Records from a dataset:

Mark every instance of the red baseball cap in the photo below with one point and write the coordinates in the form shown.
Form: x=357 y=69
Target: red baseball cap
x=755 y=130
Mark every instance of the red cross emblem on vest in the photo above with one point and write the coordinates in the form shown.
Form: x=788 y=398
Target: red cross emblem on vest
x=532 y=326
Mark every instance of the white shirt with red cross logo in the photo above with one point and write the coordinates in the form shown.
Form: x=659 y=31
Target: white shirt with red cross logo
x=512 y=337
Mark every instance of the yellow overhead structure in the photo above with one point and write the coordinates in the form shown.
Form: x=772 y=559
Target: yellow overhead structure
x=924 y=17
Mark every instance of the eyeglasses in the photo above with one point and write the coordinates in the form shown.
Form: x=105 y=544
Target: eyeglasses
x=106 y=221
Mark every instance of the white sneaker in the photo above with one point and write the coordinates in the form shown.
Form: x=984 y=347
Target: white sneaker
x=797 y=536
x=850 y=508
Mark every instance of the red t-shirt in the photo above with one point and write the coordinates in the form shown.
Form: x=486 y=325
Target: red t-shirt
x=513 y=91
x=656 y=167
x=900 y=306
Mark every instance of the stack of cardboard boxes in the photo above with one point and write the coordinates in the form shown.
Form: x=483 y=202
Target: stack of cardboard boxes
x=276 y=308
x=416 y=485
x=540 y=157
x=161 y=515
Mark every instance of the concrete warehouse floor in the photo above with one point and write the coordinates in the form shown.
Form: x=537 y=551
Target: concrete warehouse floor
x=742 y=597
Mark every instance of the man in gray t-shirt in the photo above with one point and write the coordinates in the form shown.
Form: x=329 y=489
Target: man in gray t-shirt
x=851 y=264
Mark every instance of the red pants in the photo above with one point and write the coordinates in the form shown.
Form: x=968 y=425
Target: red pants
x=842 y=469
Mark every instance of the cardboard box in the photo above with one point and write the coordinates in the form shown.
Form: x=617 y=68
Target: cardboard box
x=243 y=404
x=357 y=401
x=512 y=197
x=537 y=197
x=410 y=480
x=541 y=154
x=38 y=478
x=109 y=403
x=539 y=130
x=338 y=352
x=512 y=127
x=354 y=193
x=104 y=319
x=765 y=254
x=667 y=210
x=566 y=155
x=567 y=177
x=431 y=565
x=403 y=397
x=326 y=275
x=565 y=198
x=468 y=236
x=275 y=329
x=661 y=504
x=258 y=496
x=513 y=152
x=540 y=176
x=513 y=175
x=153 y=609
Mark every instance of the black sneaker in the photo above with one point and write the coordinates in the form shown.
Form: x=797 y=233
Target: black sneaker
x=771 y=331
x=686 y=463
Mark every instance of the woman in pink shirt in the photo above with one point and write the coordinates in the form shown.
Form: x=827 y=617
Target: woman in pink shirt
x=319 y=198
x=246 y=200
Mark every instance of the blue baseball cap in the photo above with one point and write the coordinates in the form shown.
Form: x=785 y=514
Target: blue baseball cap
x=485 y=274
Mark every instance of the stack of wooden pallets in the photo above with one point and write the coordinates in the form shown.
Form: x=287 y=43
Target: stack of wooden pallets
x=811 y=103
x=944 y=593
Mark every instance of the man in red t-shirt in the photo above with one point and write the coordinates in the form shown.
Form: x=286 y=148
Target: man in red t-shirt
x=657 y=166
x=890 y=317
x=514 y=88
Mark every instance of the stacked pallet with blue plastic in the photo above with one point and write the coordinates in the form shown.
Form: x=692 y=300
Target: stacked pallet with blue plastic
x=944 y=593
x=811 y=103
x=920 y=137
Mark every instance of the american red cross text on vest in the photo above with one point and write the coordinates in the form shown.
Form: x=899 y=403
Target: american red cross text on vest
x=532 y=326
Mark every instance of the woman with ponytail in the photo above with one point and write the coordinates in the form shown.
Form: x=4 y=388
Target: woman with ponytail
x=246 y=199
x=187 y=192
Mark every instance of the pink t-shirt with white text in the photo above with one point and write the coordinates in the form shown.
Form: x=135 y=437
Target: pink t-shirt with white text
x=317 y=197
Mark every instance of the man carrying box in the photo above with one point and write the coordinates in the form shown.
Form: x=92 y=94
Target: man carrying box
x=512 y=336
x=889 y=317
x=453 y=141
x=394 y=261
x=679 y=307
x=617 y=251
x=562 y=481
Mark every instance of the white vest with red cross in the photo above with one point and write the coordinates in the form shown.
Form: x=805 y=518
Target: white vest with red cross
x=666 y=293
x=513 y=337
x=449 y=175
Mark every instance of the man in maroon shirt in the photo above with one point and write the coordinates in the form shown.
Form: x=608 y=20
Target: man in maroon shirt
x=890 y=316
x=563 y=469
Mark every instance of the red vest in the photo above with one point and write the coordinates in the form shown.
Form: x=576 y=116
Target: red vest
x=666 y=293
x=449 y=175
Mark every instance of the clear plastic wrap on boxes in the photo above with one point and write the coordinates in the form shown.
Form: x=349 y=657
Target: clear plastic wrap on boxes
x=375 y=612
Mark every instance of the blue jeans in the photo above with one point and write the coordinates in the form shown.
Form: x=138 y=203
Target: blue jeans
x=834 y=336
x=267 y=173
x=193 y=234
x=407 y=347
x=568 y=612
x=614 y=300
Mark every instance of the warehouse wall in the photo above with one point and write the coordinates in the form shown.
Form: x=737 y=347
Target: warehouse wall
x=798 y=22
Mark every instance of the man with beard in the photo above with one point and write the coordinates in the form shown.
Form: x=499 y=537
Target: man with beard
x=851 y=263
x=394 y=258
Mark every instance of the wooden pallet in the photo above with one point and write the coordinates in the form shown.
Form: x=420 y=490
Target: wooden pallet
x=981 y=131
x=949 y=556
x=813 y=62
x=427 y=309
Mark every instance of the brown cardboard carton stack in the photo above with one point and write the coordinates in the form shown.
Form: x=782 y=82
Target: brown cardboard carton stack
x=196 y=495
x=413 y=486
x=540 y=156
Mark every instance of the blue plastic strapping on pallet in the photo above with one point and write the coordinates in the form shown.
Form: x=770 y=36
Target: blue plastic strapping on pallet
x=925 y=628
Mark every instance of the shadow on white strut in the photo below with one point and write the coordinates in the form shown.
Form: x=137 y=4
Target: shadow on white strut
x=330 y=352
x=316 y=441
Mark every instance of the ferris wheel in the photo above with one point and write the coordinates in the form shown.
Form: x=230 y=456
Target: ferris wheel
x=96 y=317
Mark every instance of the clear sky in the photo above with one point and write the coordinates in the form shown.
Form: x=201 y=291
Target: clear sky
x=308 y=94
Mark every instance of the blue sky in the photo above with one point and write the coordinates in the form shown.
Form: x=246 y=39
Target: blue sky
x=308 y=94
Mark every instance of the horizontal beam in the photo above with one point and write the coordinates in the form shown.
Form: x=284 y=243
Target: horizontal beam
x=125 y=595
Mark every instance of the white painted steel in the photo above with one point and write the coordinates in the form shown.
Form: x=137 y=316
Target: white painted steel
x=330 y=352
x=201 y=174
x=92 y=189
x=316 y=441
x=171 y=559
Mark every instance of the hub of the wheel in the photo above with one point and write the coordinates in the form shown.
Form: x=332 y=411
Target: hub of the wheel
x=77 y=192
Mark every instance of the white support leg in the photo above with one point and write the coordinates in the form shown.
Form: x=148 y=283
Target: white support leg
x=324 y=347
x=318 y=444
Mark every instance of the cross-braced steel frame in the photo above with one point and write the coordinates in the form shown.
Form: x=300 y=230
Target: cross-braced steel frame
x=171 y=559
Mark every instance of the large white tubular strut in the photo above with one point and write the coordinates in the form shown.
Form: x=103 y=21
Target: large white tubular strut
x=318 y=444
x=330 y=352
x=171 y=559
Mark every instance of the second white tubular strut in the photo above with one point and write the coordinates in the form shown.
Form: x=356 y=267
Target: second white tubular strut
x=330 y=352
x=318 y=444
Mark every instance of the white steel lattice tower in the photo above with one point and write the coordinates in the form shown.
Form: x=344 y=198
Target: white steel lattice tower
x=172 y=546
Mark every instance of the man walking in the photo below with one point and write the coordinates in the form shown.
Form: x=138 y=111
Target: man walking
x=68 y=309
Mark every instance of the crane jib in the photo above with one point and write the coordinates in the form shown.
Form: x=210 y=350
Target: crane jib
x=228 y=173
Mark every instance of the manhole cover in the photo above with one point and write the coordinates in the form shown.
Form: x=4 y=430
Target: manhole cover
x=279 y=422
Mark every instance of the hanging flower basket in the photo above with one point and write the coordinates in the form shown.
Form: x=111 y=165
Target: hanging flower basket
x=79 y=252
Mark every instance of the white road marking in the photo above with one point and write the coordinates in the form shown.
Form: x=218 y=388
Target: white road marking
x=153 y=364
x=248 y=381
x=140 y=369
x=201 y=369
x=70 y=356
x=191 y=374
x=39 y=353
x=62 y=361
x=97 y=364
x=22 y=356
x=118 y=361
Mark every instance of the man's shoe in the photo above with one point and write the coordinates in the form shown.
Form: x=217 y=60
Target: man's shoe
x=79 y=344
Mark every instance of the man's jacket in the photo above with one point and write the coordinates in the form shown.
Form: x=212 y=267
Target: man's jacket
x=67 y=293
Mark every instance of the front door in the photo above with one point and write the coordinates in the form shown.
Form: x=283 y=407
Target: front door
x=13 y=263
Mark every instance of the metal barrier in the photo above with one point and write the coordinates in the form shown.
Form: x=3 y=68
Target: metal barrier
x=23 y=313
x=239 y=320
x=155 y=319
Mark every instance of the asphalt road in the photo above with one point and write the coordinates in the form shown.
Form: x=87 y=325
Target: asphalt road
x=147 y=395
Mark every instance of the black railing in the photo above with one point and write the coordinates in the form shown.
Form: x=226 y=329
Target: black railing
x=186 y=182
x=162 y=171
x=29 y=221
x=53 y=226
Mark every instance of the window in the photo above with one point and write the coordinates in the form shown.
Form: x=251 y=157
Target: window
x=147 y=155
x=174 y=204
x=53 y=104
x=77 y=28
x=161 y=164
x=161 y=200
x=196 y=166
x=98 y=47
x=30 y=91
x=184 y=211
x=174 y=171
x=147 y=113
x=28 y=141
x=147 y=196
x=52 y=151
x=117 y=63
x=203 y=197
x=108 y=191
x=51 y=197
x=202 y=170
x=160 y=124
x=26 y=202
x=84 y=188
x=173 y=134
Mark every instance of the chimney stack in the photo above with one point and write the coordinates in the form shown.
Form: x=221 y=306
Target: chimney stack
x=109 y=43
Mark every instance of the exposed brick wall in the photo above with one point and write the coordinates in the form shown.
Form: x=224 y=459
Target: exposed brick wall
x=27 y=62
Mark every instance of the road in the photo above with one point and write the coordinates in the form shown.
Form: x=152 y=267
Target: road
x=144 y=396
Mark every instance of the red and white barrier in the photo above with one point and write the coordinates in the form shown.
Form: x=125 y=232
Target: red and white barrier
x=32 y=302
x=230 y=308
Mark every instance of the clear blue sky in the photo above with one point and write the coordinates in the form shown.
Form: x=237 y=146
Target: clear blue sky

### Stated problem:
Render the listing as a Markdown table with the columns "No." and "Text", from its first line through the line containing "x=161 y=515", both ends included. Number each line in order and leave out blank lines.

### Solution for this exercise:
| No. | Text |
|---|---|
| 1 | Mark every instance of the red baseball cap in the photo below with one point and write the coordinates in the form shown. |
| 2 | Form: x=357 y=69 |
| 3 | Target: red baseball cap |
| 4 | x=755 y=130 |
| 5 | Mark every instance of the red cross emblem on vest in the photo above with one point and write the coordinates in the form shown. |
| 6 | Form: x=788 y=398 |
| 7 | Target: red cross emblem on vest |
| 8 | x=532 y=326 |
| 9 | Mark every instance of the white shirt with red cross logo in the photo above with one point and write the coordinates in the form shown. |
| 10 | Form: x=659 y=31 |
| 11 | Target: white shirt with red cross logo |
| 12 | x=512 y=337 |
| 13 | Mark every instance of the yellow overhead structure in the photo above with one point and write the coordinates in the form shown. |
| 14 | Form: x=772 y=559 |
| 15 | Target: yellow overhead structure |
| 16 | x=924 y=17 |
| 17 | Mark every instance of the eyeglasses in the photo above with one point and write the coordinates in the form shown. |
| 18 | Form: x=105 y=544 |
| 19 | Target: eyeglasses |
| 20 | x=106 y=221 |
| 21 | Mark every instance of the white sneaker in the photo above with one point and write the coordinates in the form shown. |
| 22 | Form: x=984 y=347 |
| 23 | Target: white sneaker |
| 24 | x=797 y=536 |
| 25 | x=850 y=508 |
| 26 | Mark every instance of the red t-shirt in the photo above with one point and write the coordinates in the form shown. |
| 27 | Form: x=486 y=325 |
| 28 | Target: red t-shirt |
| 29 | x=513 y=91 |
| 30 | x=656 y=167 |
| 31 | x=900 y=306 |
| 32 | Mark every instance of the stack of cardboard boxes in the photo above with one point and write the coordinates in the form shown. |
| 33 | Form: x=483 y=202 |
| 34 | Target: stack of cardboard boxes |
| 35 | x=276 y=308 |
| 36 | x=416 y=485 |
| 37 | x=540 y=157 |
| 38 | x=161 y=515 |